Copy the records below verbatim, starting at the line containing "Where can the white cloud" and ending at the line containing "(1029, 391)", with both of those lines included.

[Data extracted from a collection]
⟨

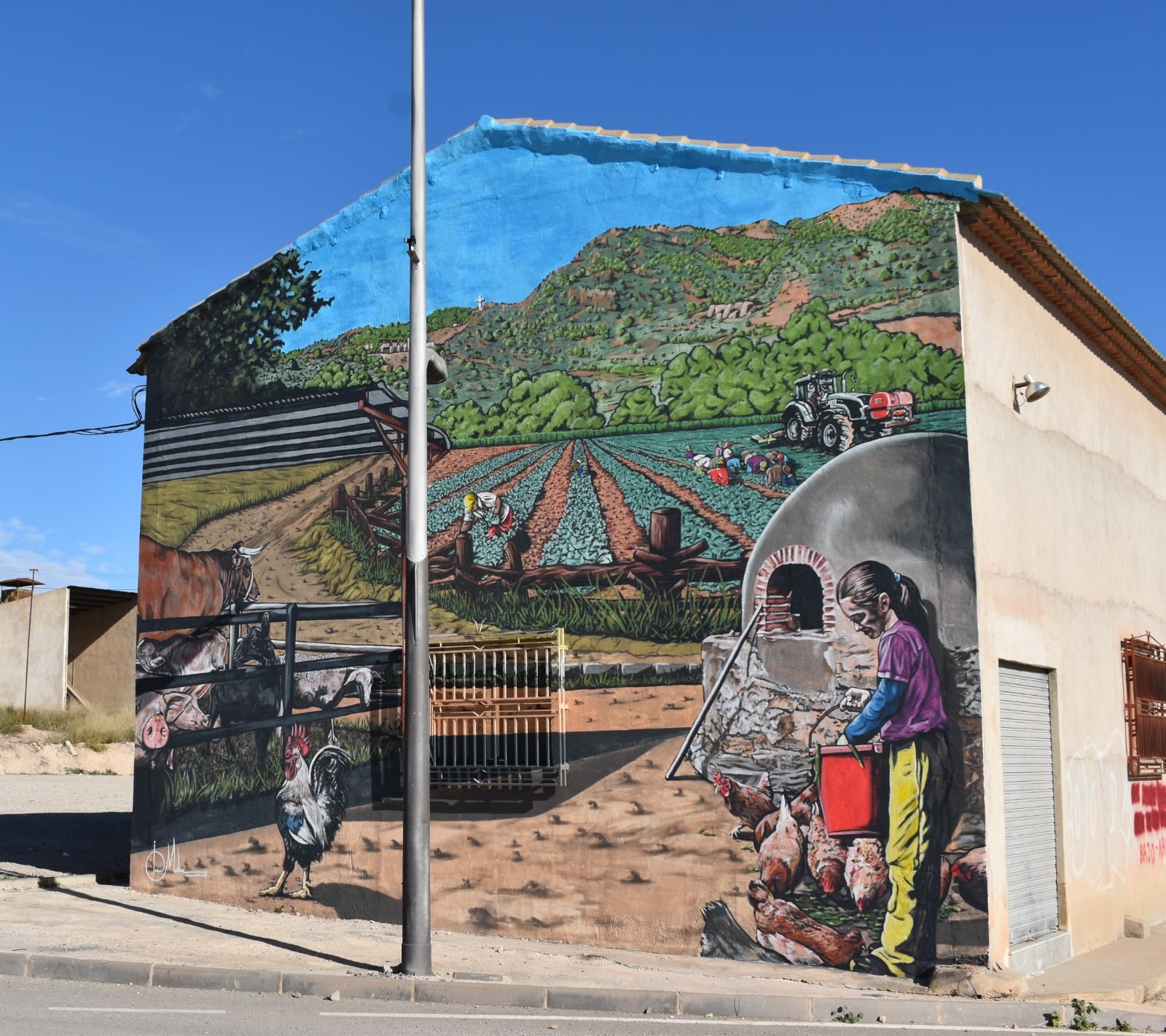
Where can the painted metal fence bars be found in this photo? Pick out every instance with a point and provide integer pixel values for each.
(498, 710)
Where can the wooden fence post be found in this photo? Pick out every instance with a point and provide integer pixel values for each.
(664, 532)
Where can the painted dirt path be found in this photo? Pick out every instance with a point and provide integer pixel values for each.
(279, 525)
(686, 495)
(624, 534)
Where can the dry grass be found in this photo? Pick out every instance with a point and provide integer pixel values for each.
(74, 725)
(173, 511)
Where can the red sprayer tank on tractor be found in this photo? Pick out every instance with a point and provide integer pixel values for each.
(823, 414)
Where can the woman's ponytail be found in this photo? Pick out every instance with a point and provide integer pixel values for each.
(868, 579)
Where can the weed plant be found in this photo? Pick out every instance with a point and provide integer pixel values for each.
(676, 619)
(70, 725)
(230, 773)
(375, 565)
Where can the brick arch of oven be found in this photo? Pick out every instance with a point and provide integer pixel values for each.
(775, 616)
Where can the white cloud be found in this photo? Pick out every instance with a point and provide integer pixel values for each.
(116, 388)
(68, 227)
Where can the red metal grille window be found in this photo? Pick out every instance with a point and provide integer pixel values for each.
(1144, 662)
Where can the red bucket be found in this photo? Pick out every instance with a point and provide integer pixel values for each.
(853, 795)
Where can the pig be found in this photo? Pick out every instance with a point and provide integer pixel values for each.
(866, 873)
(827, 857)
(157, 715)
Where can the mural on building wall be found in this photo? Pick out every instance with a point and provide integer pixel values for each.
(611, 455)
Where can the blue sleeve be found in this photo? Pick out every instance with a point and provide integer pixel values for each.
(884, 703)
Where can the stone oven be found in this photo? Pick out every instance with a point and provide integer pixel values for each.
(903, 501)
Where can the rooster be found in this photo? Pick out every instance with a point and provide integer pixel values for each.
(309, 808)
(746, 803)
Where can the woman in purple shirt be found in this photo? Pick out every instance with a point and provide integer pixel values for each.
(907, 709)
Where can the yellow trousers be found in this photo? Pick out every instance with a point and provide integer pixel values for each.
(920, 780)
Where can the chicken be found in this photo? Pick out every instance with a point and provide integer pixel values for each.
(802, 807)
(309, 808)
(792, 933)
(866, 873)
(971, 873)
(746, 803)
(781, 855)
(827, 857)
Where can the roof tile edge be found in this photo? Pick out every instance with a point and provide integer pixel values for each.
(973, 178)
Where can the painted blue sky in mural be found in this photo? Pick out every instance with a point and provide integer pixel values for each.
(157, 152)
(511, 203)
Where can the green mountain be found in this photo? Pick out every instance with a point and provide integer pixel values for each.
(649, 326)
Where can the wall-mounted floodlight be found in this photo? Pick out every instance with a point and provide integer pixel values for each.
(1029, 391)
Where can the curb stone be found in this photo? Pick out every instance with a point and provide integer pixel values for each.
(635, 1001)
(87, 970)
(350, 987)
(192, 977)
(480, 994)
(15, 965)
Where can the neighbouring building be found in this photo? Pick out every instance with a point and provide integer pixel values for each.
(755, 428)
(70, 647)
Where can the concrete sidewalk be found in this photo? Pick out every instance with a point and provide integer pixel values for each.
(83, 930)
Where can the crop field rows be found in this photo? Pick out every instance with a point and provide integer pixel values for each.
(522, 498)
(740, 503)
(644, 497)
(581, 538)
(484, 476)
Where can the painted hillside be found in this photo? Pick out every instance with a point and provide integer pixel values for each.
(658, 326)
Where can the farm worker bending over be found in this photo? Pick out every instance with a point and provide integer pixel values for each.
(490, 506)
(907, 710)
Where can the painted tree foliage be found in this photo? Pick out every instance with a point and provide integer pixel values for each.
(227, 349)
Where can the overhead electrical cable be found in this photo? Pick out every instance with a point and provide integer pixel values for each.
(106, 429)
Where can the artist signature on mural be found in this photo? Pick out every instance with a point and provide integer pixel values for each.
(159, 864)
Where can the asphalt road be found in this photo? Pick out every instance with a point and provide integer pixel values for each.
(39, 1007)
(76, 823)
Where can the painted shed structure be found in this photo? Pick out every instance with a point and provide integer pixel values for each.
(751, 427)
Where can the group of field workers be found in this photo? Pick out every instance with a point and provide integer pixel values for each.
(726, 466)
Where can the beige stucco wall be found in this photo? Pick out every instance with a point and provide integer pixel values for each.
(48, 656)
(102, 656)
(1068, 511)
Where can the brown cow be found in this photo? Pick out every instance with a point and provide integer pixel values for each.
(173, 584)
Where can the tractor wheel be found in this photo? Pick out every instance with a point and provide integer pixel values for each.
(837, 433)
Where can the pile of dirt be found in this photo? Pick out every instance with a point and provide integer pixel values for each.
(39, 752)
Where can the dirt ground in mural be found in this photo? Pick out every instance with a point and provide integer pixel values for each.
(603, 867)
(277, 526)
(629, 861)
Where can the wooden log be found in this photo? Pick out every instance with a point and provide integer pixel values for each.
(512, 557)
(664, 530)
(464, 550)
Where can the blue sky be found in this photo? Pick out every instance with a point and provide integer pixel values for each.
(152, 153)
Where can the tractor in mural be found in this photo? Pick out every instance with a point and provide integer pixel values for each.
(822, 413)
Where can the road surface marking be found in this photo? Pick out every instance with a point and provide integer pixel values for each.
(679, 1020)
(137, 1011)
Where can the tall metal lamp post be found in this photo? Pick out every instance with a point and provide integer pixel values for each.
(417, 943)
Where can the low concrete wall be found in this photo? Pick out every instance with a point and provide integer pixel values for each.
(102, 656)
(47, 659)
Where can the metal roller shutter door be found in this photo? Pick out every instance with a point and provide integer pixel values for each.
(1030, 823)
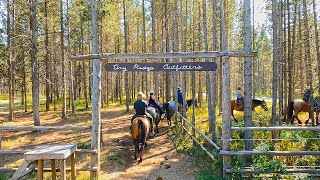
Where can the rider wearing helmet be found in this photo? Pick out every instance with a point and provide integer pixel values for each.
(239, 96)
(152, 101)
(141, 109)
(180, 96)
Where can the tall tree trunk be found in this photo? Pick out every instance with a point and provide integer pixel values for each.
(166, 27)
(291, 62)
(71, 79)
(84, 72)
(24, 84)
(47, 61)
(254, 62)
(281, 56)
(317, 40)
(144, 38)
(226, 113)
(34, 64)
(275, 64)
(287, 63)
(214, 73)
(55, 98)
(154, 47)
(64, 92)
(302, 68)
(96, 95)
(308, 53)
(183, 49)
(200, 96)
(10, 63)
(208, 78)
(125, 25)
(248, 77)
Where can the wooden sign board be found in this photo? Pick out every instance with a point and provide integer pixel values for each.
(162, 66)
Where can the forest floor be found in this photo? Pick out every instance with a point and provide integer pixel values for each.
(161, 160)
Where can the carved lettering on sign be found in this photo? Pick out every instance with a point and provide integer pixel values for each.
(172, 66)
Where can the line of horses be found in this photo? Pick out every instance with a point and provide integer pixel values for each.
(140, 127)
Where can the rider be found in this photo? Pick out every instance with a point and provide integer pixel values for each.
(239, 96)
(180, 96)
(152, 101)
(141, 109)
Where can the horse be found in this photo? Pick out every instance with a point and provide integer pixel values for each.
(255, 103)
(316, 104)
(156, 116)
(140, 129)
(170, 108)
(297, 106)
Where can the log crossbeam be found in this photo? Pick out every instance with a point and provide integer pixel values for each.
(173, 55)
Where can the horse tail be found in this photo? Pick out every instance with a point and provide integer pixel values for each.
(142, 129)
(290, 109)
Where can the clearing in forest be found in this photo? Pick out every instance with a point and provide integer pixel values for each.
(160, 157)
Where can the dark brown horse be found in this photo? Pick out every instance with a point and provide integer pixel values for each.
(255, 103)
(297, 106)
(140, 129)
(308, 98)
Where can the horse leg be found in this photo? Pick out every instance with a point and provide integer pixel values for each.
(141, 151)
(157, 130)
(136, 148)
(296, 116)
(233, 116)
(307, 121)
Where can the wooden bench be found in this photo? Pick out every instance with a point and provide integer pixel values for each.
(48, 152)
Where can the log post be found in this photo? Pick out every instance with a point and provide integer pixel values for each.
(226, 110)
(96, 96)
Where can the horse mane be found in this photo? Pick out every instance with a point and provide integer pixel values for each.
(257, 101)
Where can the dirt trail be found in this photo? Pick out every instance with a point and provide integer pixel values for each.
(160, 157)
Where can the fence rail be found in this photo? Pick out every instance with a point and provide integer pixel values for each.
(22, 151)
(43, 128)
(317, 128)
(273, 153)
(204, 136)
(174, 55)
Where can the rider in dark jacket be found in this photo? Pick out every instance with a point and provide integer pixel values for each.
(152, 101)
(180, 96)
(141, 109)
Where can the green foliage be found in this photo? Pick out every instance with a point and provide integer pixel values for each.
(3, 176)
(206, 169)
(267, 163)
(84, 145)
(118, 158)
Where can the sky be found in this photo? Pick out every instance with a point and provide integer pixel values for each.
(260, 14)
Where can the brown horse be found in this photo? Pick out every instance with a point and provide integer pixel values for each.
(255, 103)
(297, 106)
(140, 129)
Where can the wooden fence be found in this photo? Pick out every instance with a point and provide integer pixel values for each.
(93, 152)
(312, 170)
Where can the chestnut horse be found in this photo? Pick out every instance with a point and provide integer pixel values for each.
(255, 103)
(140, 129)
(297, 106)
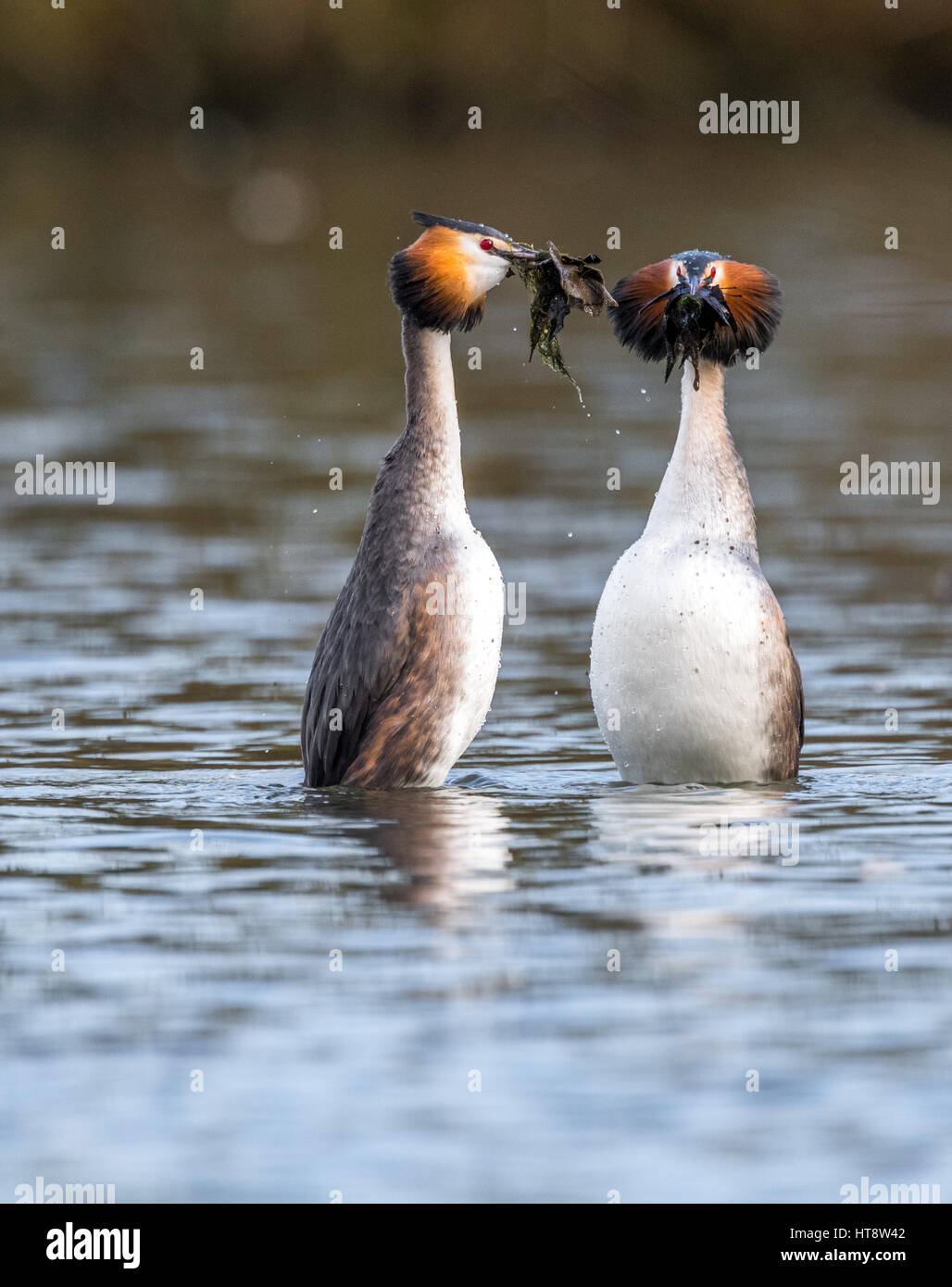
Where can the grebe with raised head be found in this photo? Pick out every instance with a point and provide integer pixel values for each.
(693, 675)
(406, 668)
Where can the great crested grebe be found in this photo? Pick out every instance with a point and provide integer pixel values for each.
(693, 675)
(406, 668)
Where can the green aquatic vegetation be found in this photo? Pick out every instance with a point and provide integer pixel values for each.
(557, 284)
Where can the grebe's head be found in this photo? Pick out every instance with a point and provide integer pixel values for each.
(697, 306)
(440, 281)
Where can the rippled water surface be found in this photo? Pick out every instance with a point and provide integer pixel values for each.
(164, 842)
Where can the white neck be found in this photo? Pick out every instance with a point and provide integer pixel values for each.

⟩

▶ **SOLVED EXERCISE**:
Where can the white cloud be found in this photo? Pick out every instance with a point and provide integer pixel values for each.
(116, 388)
(68, 227)
Where can the red metal grille window be found in this photo? Pick out every instance with a point and provide integer pixel values for each.
(1144, 662)
Where can the red bucket be found in this photo? Pick out every instance with a point and provide integer pixel values for each.
(853, 795)
Where can the pig be found in this photo? Pick out every instance with a point and provide integer pixel values for each.
(866, 873)
(827, 857)
(157, 715)
Where can the mural on building wall be found in this photo? Pick out every instance with a point and provide integer pixel values for each.
(611, 455)
Where can the blue sleeve be found in this photo? Pick out every instance with a point and provide integer pixel values for each.
(884, 703)
Where can the stone oven be found in this photo? Pick out every instance with a point and provide integer pixel values for each.
(903, 501)
Where can the rooster be found in this photo? Pick out every instance with a point and provide integer pixel values for each.
(309, 808)
(746, 803)
Where can the woman in purple shirt be found in this photo? Pick out every instance with a point and provide integer pixel values for each.
(907, 709)
Where can the yellow trousers be found in this photo? Pick out every instance with a point and provide integer pixel values for each.
(920, 780)
Where can the chicken be found in this photo? Pick out every instance with a point and provide integer pixel values for each.
(802, 807)
(309, 808)
(792, 933)
(866, 873)
(971, 873)
(746, 803)
(781, 855)
(827, 857)
Where can the roof tile edge be found in this photo? Pick out every instance with a point and provide integer pixel values for each.
(973, 178)
Where can the painted blue sky in mural be found in this photo? Pick out every instance with a point and provide integer pixel values for each.
(157, 152)
(511, 203)
Where can the green mountain be found in this photo? Pick out every instance with a point and provide integer pixel values for each.
(649, 326)
Where can the wall-mounted floodlight be found in this photo? Pick out every instance with a point and provide integer pixel values for each.
(1029, 391)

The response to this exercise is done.